### Исходный отрывок:

···

Впервые я увидел Гагарина на трибуне Мавзолея на Красной площади во время одного из парадов. Он скромно стоял рядом с Хрущевым, который произносил длинную речь. Настолько длинную и пустую, что в толпе рядом со мной кто-то тихо произнес:
— Ну чего ты треплешься?.. Запустить бы тебя в космос, вот и болтал бы там...
Как и многие, тогда я боготворил космонавтов. Эти скромные, веселые, жизнерадостные ребята казались какими-то сверхчеловеками, пришельцами из будущего. И все же они были простыми земными людьми. Я не забуду один забавный случай, произошедший с Гагариным на охоте. Дело было в глуши, где-то под Тверью. Мы шли вдоль берега реки к лесному озеру, где, как пообещали местные егеря, полным-полно перелетных гусей. Вдруг большая птица внезапно вылетела из-за пригорка, тяжело хлопая крыльями. Единственным, кто не растерялся, был Гагарин. Он моментально вскинул ружье и выстрелил. Все кинулись к трофею. Неожиданно из-за пригорка выбежала старушка, размахивая руками и громко ругаясь:
— Ах вы аспиды! Гуся порешили! Совсем стыд потеряли, домашнюю птицу уже стрелять начали!
Гагарин был обескуражен и смущен, но и тут не растерялся. Вынул из бумажника крупную купюру и протянул бабушке:
— Вот, возьмите, мама, за гуся. Простите меня!
Старушка в своей жизни таких денег, наверное, и не видала — она остолбенела, но быстро пришла в себя, схватила купюру и засуетилась:
— Милый, ты погоди чуток, я тебе сейчас еще с десяток пригоню...
В Звездном городке была литературная гостиная, где мы иногда собирались по субботам. Там бывали Юрий Гагарин, Герман Титов, Алексей Леонов, Андриян Николаев. Интересно общались, говорили о литературе, читали стихи... На одной из таких встреч мы и договорились с Гагариным встретиться 27 марта в гостиной журнала «Огонек». В тот день мы планировали побывать еще в мастерской художника Юрия Титова.
Но ни в назначенное время, ни через полчаса Гагарин в «Огонек» не приехал. Стали звонить по всем известным нам телефонам, и наконец по одному ответили: «Юрий Алексеевич не сможет сегодня приехать в редакцию...»
А в мастерской художника нас уже ждали другие космонавты. Я приехал туда один, раздосадованный:
— Что же это, друзья, получается? Гагарин своего слова не сдержал...
В ответ неподдельное удивление:
— Юра в «Огонек» не приехал?!
— Не приехал...
Алексей Леонов тут же куда-то позвонил, коротко выслушав, ответил:
— Слушаюсь! — И засобирался. — Ребята, нам надо ехать в Звездный, нас там ждут немедленно.

···

### Задача:
Продолжите воспоминания о Гагарине с того места, на котором они обрываются. Строки, которые идут после воспоминаний о Гагарине, представляют собой отдельный материал.

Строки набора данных

···

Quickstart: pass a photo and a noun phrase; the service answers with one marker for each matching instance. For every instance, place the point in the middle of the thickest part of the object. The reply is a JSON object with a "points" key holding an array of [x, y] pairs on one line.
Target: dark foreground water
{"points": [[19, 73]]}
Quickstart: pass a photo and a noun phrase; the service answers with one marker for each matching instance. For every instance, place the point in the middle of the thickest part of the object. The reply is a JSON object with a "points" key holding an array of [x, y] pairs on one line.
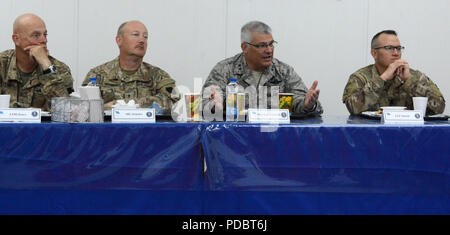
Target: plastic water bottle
{"points": [[231, 101], [93, 82]]}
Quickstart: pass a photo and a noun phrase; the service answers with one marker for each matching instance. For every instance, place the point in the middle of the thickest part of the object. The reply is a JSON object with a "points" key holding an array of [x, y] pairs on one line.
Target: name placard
{"points": [[268, 116], [26, 115], [411, 117], [133, 115]]}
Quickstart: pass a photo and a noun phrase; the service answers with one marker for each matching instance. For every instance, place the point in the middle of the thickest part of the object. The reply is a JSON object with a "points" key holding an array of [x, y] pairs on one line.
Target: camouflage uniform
{"points": [[146, 85], [366, 91], [39, 89], [278, 74]]}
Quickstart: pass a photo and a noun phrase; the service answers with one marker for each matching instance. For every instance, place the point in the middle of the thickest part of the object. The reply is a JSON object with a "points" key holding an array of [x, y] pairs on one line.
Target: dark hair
{"points": [[375, 38]]}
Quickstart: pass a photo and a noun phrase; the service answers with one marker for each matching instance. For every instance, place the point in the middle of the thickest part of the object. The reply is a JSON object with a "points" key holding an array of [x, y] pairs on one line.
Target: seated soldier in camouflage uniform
{"points": [[28, 73], [129, 78], [390, 81], [255, 66]]}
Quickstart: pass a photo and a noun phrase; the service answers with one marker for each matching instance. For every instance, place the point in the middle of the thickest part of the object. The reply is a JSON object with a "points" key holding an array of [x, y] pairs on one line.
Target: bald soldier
{"points": [[129, 78], [390, 81], [28, 73]]}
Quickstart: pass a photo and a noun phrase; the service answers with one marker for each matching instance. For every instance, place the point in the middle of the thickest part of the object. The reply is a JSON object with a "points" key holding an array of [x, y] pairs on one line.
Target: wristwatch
{"points": [[51, 69]]}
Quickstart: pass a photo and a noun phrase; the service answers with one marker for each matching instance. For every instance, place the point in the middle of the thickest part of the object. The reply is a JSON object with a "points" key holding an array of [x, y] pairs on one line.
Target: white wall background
{"points": [[324, 40]]}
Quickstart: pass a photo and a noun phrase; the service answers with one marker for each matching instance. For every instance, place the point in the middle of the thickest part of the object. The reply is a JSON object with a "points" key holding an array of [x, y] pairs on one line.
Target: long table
{"points": [[329, 165]]}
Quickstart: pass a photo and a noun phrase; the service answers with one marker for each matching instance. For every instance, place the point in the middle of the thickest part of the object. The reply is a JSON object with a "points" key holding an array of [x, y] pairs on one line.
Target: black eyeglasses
{"points": [[391, 48], [264, 45]]}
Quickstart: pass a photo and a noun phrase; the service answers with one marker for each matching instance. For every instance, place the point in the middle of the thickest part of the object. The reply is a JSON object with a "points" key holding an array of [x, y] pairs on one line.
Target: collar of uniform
{"points": [[13, 69], [142, 70], [396, 81]]}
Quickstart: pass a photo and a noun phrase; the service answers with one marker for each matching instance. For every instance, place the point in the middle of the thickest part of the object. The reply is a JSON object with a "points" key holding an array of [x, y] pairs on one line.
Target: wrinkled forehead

···

### Письменный ответ:
Космонавты быстро простились и уехали. Через какое-то время кто-то из них позвонил художнику Титову и рассказал, что Гагарин пропал после неудачного приземления и его ищут...
А уже через месяц с моим другом — заслуженным летчиком, комиссаром первой группы космонавтов Иваном Кришкевичем я побывал на месте, где погиб Гагарин. Это мелколесье со срезанными верхушками и огромная воронка, залитая талой водой, до сих пор стоят перед глазами...
Скульптор Конёнков
Из воспоминаний
В дневнике Александра Сергеевича Пушкина есть запись о старой кормилице Екатерины II, которая, будучи в своей деревеньке в Белоруссии, на девяносто шестом году жизни вдруг однажды увидела сон, что держит на руках Екатерину такой, какой она была шестьдесят лет назад.
Она попросила сына записать число, в которое явился ей этот сон.
И когда пришла весть о кончине императрицы, сын заглянул в запись, там стояло 6 ноября 1796 года.
Кормилица не показала вида, что ее тронула эта весть, но с тех пор перестала говорить.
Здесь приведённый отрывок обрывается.